* TASK BRIEF: Transcribe the data below in full, exactly.

* INFORMATION SUPPLIED:
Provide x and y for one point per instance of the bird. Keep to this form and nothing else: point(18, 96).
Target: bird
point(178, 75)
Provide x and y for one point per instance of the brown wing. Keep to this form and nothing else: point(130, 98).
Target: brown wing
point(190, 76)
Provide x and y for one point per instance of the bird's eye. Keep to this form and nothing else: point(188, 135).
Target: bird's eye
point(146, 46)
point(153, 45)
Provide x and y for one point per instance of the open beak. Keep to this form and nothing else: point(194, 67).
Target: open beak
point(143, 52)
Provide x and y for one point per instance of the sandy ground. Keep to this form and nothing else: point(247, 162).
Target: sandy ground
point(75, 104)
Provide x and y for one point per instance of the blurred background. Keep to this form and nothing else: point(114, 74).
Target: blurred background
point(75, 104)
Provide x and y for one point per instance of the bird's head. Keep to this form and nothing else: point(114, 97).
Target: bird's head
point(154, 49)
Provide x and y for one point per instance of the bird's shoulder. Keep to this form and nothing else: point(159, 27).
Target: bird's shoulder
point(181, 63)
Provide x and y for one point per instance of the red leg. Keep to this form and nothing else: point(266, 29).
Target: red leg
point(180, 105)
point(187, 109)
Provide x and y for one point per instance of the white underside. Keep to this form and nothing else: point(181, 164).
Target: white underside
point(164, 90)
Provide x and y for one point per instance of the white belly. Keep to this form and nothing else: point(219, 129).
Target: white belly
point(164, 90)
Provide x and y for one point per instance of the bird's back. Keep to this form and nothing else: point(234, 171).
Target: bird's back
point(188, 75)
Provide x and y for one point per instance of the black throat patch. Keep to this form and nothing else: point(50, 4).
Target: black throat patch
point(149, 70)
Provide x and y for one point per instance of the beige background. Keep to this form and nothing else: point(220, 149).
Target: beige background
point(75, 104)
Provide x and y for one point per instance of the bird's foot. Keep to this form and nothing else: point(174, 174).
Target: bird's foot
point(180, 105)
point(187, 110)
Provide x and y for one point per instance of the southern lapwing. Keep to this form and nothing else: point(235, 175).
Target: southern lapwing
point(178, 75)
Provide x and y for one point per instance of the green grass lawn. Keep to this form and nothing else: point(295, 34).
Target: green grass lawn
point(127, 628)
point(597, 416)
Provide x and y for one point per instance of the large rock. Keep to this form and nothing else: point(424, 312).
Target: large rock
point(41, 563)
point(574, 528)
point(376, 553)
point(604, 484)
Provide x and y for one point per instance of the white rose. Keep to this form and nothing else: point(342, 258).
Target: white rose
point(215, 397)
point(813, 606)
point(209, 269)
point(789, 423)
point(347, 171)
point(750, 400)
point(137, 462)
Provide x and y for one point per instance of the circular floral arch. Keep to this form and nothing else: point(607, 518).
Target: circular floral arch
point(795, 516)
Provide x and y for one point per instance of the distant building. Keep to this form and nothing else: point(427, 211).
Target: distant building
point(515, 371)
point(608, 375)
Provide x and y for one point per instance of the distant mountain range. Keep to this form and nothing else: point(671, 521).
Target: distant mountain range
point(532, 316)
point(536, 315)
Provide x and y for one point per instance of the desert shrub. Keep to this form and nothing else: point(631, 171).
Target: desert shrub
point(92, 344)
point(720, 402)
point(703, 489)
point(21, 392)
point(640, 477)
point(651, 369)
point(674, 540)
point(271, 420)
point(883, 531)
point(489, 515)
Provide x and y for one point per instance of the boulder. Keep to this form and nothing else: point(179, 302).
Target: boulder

* EXERCISE RESULT:
Provide x and y for one point per instance of the bird. Keep to this form and nothing else: point(18, 96).
Target: bird
point(178, 75)
Provide x and y for one point per instance of the brown wing. Keep to this form and nothing else: point(130, 98).
Target: brown wing
point(190, 76)
Provide x and y for one point per instance of the bird's eye. Keep to this form and nothing else: point(188, 135).
Target: bird's eye
point(146, 46)
point(153, 45)
Provide x and y for one point per instance of the open beak. Keep to this form and nothing else: point(194, 67).
Target: open beak
point(143, 52)
Provide x and y for one point per instance of the sandy ground. Keep to this form and nothing else: point(247, 162).
Target: sandy ground
point(75, 104)
Provide x and y for one point per instance of the blurred background. Keep to this form and nothing else: point(114, 74).
Target: blurred background
point(75, 104)
Provide x and y for one point per instance of the bird's head. Keep to this form and nothing else: point(114, 97).
Target: bird's head
point(154, 49)
Provide x and y for one point per instance of the bird's shoulder. Keep to this form and nothing else: point(159, 27).
Target: bird's shoulder
point(181, 63)
Provide x and y for one point per instance of the red leg. Keep to this form and nothing else: point(266, 29).
Target: red leg
point(180, 105)
point(187, 109)
Provide x and y for one point per instance of the white underside. Keep to this form and nothing else: point(181, 164).
Target: white underside
point(164, 90)
Provide x and y for one point per instance of the white belly. Keep to this form and nothing else: point(219, 129).
Target: white belly
point(164, 90)
Provide x and y for one point per instance of the bird's back. Keep to this form and nothing else: point(234, 171).
Target: bird's back
point(188, 75)
Provide x and y for one point per instance of the black throat patch. Keep to this form and nothing else: point(50, 4).
Target: black throat patch
point(149, 70)
Provide x and y for one point per instance of the beige background. Keep to this form and nothing else: point(220, 149).
Target: beige background
point(75, 104)
Provide x and y for one point per instance of the bird's foot. Keep to this form and nothing else: point(174, 174).
Target: bird's foot
point(180, 105)
point(187, 110)
Provide x and y for one point per instance of the southern lapwing. Keep to this form and nothing else: point(235, 175).
Target: southern lapwing
point(178, 75)
Provide x and y for one point per instance of the green grass lawn. Keep to this form and nothing else: point(295, 34).
Target: green grass lawn
point(127, 628)
point(597, 416)
Provide x and y for one point per instance of the large rock. Keep to this form and nothing else: point(424, 312).
Target: large rock
point(41, 563)
point(574, 528)
point(376, 553)
point(604, 484)
Provide x and y for one point per instance of the white rose. Keep to this form and nothing else: point(342, 258).
Target: white rose
point(215, 397)
point(813, 606)
point(209, 269)
point(789, 423)
point(347, 171)
point(750, 400)
point(137, 462)
Provide x and y for one point per instance of the circular floral arch. Keep to this form and nothing else: point(607, 518).
Target: circular floral arch
point(795, 516)
Provide x and y for one point per instance of the distant building. Keep to this form and nothing else: point(427, 211).
Target: distant building
point(515, 371)
point(608, 375)
Provide x and y for one point per instance of the distant mountain range. Keep to this form and nothing else: point(671, 521).
Target: distant mountain range
point(532, 316)
point(536, 315)
Provide x and y for one point per instance of the desert shrub. Keep to this form and nothing else: point(631, 171).
Target: desert shrub
point(92, 344)
point(720, 402)
point(703, 489)
point(21, 392)
point(640, 477)
point(651, 369)
point(674, 540)
point(271, 420)
point(883, 531)
point(489, 515)
Provide x and y for one point per instance of the boulder. Keep to this form and nothing else: point(179, 302).
Target: boulder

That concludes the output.